— START Provided records —

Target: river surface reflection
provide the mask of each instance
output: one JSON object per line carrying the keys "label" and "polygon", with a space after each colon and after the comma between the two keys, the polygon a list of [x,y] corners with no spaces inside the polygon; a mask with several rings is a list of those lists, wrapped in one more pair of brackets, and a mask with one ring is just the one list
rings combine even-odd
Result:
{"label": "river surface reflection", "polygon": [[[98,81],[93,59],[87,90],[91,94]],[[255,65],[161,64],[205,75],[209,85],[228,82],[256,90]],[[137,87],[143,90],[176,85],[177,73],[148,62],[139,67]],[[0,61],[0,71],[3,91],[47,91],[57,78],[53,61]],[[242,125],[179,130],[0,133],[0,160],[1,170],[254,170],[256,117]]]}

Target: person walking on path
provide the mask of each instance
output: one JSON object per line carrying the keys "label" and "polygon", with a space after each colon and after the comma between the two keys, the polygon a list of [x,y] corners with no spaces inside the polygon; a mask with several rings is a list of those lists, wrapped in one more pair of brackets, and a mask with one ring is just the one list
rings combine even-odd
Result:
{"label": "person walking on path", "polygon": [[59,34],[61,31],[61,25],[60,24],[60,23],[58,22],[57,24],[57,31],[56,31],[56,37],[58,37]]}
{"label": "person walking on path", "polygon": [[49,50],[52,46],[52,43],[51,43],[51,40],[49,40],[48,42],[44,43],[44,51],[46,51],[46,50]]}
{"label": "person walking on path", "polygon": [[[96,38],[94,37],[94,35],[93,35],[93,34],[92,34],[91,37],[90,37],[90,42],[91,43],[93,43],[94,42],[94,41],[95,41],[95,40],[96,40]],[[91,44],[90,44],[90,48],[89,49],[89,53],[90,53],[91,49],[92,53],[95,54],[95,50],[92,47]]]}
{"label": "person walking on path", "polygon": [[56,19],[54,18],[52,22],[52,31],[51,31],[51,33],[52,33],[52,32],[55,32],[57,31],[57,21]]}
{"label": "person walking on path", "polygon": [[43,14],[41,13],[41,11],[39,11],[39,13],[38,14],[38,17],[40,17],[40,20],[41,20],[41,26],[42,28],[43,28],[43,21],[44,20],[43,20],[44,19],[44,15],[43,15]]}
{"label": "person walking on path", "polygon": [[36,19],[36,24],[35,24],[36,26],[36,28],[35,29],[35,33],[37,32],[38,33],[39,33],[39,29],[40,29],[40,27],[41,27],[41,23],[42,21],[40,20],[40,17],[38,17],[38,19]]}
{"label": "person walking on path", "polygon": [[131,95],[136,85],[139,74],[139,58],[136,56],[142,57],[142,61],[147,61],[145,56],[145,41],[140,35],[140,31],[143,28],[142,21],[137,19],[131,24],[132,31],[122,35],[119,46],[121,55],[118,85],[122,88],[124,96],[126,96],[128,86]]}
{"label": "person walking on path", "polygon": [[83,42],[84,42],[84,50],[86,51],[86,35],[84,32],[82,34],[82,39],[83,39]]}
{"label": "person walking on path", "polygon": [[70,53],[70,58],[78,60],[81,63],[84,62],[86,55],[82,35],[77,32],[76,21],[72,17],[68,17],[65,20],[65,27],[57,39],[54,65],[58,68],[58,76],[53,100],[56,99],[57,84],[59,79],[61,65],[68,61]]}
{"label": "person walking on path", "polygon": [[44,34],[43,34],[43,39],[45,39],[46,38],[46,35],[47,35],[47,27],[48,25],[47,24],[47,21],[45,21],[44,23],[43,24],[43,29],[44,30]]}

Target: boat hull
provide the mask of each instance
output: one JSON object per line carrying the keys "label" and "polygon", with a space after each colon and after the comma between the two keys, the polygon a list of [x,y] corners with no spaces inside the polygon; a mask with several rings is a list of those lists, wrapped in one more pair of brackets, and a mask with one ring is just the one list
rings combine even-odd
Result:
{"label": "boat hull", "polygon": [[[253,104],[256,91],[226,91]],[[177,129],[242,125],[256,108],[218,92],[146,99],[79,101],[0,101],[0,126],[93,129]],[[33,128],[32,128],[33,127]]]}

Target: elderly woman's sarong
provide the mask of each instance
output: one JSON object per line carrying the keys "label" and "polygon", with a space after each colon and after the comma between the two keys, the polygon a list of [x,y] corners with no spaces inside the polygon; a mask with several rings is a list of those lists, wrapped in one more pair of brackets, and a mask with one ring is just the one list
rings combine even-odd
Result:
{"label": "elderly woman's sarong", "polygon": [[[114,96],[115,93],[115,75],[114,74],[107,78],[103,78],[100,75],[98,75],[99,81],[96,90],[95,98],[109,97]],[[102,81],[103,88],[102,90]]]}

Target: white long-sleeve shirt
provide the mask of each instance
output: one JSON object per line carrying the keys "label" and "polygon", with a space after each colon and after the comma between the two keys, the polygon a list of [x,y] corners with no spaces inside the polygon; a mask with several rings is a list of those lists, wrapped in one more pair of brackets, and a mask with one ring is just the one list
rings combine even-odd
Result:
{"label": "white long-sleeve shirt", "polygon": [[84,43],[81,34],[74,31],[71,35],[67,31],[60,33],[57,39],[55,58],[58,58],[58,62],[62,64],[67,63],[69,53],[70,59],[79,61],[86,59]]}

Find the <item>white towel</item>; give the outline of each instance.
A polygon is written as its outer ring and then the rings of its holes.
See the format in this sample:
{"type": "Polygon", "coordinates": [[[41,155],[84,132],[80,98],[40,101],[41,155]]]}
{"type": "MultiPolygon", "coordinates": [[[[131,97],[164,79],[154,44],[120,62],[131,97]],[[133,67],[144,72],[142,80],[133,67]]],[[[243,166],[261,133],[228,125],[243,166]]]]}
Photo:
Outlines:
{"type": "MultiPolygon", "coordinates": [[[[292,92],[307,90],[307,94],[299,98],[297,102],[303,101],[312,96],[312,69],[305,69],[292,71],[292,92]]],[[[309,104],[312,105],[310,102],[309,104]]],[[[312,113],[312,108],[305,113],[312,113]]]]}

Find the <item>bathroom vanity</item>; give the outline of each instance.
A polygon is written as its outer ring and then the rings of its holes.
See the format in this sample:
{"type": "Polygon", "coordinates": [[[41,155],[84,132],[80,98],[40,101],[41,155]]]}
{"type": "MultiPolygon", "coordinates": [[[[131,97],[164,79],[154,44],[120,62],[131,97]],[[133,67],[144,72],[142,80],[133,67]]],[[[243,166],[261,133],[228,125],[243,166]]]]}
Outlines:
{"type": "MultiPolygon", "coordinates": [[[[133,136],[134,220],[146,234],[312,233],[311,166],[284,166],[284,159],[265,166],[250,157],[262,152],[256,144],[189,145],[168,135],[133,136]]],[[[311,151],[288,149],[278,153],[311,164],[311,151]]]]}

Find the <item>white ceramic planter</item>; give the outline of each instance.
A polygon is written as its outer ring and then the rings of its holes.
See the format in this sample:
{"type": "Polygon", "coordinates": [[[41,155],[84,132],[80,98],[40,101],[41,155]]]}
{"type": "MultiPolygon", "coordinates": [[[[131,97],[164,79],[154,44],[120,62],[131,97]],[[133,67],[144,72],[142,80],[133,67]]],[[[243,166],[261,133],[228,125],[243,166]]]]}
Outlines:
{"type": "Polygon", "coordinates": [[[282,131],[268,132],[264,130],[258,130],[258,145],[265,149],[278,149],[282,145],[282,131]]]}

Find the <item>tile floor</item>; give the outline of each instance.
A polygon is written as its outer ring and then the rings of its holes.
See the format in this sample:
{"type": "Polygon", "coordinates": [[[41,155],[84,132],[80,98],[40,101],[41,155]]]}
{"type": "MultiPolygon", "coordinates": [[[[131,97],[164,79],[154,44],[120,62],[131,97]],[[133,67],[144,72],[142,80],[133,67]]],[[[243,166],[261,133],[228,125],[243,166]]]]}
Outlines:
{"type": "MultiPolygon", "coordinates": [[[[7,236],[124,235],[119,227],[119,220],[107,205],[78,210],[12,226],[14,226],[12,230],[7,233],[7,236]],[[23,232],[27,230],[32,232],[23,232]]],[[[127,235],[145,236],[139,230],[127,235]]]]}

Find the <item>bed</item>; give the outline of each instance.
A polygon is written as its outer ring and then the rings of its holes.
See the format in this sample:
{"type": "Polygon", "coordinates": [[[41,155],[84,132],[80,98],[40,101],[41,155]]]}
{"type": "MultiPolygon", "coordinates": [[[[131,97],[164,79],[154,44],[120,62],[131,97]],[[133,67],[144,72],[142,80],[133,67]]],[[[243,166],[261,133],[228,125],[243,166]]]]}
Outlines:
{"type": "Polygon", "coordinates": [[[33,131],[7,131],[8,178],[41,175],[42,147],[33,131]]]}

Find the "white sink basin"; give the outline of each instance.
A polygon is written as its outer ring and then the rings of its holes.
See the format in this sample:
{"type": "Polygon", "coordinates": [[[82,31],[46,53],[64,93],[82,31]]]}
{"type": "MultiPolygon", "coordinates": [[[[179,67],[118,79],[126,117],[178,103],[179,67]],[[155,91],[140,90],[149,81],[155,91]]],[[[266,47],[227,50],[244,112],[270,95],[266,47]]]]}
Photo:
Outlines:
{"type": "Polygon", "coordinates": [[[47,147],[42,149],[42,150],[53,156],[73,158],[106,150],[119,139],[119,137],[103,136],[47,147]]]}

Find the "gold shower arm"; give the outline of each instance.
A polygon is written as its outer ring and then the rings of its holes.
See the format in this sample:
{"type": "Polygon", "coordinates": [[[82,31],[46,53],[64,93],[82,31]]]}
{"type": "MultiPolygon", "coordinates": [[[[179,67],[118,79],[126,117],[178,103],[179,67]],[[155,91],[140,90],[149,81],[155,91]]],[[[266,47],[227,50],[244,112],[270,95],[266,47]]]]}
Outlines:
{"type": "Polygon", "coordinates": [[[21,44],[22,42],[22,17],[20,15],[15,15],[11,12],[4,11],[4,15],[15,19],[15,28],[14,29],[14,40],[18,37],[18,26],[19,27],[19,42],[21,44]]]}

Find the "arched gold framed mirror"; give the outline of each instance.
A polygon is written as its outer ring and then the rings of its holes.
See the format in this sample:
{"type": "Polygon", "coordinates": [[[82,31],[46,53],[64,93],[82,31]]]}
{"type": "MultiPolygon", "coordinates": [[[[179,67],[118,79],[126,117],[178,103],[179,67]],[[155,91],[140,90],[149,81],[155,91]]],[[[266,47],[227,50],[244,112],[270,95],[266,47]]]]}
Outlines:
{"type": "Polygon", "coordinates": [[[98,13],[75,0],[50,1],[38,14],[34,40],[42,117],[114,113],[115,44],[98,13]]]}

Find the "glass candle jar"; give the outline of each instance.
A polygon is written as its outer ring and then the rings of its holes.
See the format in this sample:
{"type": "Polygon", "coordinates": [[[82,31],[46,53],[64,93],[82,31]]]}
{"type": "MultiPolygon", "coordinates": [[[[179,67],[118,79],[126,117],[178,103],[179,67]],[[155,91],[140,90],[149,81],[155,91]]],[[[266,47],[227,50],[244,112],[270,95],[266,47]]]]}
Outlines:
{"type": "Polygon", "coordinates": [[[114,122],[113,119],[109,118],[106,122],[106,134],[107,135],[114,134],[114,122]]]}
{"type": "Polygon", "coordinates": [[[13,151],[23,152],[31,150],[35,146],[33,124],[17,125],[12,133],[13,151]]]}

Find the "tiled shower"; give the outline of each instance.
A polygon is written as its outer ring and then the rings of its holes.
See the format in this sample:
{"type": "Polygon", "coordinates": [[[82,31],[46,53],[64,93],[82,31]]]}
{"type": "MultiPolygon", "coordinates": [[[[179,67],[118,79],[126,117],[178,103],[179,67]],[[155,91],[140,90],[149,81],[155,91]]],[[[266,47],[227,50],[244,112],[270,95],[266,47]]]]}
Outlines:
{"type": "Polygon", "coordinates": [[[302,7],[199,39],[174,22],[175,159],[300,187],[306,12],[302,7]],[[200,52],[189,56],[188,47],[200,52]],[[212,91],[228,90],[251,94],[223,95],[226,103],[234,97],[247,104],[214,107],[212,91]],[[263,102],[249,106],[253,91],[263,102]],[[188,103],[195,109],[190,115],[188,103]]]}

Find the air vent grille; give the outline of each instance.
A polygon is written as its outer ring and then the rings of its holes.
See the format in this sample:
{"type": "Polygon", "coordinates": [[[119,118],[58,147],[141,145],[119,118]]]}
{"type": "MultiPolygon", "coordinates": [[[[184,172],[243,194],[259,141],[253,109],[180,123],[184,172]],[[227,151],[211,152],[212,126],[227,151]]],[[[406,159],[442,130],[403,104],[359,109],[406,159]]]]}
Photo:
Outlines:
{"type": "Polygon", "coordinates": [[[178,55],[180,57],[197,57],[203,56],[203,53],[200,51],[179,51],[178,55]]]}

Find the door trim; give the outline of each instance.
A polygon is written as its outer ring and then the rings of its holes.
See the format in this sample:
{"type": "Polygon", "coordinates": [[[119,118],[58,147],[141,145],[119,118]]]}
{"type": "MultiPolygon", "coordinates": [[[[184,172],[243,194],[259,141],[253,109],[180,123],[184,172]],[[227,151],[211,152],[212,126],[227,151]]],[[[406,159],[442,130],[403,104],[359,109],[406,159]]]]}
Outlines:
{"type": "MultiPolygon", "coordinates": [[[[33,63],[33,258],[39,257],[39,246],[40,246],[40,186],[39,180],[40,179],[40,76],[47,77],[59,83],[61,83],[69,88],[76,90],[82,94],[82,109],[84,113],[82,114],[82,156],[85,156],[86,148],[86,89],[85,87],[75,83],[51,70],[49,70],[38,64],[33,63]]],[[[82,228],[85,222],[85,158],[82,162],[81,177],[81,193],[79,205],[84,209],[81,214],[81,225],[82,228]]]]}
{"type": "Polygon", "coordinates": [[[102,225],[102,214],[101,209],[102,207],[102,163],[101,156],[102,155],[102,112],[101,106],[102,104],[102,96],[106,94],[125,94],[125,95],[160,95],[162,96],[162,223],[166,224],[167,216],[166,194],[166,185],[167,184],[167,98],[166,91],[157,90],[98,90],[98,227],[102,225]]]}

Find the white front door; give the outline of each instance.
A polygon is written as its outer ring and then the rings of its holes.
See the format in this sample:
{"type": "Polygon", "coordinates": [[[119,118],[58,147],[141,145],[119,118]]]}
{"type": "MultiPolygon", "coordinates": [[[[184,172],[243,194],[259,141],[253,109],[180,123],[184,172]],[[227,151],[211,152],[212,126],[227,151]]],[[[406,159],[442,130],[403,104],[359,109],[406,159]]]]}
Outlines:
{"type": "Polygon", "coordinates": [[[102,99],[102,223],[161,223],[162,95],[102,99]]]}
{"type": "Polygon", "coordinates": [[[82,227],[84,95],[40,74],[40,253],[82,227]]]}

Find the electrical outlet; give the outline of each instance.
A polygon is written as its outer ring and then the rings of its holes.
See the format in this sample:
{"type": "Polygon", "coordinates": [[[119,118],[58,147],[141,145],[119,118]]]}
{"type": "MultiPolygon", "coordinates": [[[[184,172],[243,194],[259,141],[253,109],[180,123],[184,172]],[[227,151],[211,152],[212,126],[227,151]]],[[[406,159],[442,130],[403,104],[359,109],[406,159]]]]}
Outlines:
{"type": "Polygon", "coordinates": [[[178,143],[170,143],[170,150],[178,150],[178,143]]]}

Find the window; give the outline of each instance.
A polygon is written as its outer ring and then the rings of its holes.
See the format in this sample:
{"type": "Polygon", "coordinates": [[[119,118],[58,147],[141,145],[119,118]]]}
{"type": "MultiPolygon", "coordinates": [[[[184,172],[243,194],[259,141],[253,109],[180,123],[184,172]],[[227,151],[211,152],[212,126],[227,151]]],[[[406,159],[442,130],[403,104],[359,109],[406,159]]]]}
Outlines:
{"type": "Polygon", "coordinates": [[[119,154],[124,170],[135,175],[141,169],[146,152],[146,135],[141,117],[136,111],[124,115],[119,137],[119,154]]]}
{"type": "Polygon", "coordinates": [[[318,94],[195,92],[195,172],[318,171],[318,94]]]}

— END Provided records —

* _Exercise_:
Count the lines of the records that contain the string "white", treating uppercase and lowercase as different, and state only the number.

* _Result for this task_:
6